WRITTEN INSTRUCTION — Using the entries below, quote exactly the span of lines that begins with the line containing "the yellow referee" and ends with the final line.

:: MATERIAL PROVIDED

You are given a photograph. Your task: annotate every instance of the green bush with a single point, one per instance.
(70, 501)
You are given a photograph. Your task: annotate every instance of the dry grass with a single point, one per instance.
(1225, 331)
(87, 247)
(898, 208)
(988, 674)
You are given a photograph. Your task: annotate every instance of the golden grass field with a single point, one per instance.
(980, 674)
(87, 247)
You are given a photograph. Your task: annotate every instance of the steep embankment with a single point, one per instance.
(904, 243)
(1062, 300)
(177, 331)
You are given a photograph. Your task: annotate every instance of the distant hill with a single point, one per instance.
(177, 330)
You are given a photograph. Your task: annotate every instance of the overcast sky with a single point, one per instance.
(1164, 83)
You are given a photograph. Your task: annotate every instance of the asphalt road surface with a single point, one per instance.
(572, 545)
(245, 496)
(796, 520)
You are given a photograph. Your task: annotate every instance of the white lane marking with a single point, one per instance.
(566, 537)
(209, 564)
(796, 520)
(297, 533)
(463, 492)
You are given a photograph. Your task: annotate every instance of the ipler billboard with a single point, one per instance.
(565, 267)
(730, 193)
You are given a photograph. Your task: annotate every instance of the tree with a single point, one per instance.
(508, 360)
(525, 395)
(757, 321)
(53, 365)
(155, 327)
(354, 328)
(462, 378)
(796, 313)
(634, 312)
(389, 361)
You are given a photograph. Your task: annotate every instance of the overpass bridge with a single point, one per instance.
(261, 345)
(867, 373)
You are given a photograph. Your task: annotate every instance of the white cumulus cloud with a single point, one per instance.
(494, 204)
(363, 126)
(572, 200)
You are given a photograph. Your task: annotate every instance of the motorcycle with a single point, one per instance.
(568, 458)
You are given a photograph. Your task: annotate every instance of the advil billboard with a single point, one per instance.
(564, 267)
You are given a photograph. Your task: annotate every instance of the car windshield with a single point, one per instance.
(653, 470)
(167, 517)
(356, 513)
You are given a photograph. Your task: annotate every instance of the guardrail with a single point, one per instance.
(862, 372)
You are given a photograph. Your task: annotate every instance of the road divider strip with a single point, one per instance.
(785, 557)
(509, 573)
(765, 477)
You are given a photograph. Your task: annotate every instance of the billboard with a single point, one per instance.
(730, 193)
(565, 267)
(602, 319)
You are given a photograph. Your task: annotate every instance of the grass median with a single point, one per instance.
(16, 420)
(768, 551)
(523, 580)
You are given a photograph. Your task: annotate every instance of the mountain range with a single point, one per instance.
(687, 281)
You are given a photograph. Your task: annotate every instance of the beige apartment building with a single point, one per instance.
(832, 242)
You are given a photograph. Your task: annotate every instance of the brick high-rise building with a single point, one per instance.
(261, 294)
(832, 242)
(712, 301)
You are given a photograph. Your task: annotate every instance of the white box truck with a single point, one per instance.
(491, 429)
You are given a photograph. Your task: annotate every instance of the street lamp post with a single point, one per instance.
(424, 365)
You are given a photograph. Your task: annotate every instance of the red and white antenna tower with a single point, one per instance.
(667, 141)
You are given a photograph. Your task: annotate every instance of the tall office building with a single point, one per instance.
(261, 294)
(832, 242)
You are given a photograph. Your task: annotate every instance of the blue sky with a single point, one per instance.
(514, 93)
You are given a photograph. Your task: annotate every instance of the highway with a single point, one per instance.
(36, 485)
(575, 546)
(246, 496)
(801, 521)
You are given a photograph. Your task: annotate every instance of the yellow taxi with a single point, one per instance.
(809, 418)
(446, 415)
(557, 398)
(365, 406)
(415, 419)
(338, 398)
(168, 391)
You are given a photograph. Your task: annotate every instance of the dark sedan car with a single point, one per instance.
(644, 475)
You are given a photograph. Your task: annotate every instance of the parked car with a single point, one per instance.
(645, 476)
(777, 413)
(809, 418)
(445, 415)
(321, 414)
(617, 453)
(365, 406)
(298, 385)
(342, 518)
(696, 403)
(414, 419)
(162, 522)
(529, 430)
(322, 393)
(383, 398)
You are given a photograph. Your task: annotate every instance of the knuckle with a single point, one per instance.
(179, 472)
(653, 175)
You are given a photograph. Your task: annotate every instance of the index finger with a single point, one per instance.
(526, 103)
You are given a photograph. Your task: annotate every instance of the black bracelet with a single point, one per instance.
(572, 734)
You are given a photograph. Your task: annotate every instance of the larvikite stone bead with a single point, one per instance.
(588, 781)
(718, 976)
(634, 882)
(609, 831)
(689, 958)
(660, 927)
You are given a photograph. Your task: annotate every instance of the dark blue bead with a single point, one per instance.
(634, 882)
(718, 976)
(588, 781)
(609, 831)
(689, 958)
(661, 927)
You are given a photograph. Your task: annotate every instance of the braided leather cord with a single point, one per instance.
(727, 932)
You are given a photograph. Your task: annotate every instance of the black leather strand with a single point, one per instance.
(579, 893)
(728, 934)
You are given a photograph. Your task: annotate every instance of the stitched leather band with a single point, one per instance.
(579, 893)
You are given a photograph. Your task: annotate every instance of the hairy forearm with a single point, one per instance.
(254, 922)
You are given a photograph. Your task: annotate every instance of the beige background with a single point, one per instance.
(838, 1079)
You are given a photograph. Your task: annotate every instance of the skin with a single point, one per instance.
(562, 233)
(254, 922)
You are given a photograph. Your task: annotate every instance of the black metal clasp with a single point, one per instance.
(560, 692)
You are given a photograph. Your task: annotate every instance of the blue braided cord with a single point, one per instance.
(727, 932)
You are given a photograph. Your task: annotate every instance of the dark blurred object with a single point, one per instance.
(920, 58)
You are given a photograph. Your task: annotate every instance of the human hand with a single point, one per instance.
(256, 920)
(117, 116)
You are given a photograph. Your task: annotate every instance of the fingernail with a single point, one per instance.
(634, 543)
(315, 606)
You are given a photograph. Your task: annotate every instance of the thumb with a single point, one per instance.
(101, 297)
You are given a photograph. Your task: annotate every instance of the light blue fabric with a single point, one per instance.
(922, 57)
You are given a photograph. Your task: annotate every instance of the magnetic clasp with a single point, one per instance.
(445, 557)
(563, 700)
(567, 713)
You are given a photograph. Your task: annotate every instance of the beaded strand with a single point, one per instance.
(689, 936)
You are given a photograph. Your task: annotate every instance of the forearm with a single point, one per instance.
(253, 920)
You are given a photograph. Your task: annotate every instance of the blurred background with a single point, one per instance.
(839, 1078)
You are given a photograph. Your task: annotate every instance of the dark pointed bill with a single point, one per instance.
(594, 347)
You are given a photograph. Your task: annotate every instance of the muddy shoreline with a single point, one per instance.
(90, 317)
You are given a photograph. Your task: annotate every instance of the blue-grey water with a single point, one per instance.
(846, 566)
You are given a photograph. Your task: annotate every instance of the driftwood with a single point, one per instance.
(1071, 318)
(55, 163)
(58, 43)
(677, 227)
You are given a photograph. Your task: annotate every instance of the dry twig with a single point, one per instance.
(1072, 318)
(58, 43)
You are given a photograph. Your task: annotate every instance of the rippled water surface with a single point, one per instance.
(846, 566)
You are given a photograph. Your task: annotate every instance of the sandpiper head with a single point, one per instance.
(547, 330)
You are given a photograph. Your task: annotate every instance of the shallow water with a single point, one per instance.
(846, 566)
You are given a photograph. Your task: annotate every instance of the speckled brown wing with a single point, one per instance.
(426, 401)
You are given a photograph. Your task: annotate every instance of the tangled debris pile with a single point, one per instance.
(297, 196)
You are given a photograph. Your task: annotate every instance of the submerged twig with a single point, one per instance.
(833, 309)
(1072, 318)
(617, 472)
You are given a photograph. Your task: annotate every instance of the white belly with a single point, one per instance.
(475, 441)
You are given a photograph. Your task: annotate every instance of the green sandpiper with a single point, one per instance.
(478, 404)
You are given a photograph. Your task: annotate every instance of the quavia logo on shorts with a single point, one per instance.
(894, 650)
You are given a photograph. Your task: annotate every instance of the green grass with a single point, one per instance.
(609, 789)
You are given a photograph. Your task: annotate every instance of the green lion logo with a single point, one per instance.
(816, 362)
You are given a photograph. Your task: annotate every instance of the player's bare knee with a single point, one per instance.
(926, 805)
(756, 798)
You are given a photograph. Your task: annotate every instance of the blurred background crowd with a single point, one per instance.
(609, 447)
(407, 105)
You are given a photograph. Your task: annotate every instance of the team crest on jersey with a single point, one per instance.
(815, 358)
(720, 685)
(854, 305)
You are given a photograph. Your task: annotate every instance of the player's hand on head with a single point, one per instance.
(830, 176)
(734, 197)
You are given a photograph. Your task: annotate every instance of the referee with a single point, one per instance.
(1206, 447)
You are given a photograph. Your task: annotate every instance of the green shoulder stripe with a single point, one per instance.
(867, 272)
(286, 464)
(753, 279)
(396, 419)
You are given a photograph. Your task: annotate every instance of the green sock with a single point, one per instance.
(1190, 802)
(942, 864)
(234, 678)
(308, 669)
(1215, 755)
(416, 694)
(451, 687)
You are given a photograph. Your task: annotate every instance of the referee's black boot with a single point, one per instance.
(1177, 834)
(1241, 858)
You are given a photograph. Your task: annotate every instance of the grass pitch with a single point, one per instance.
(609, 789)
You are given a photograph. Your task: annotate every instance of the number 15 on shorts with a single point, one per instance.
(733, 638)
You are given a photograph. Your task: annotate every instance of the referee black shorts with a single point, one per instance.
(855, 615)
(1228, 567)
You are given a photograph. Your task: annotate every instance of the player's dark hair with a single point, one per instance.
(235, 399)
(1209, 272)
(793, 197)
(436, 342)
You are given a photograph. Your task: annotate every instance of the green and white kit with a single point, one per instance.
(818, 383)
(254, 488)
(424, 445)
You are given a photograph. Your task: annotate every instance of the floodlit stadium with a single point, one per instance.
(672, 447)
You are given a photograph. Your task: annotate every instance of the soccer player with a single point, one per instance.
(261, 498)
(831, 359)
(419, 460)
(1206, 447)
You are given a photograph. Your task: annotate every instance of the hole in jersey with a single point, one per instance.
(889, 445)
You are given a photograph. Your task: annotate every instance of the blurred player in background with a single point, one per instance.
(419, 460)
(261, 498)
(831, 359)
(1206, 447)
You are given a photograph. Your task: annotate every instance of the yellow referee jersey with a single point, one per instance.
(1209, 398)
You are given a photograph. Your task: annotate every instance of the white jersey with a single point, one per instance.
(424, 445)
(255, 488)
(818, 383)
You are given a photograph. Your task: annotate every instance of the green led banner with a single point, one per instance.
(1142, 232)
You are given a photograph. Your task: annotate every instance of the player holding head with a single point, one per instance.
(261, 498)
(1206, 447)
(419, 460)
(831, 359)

::::

RESULT OF THIS EXERCISE —
You are given a photograph. Your task: annotate every instance of the yellow referee jersey with a single point, one per instance.
(1209, 398)
You are given a photograph. Your task: annotate every instance of the white jersey with a single point, one per instance.
(424, 445)
(255, 488)
(818, 383)
You are given a photograph. Your task: annotate every instance of the green led banner with a single point, one per instance.
(1142, 232)
You are given a photograph. Your task: annotate every instance of the player holding head with a single point, one per instance.
(261, 498)
(1206, 447)
(419, 460)
(831, 359)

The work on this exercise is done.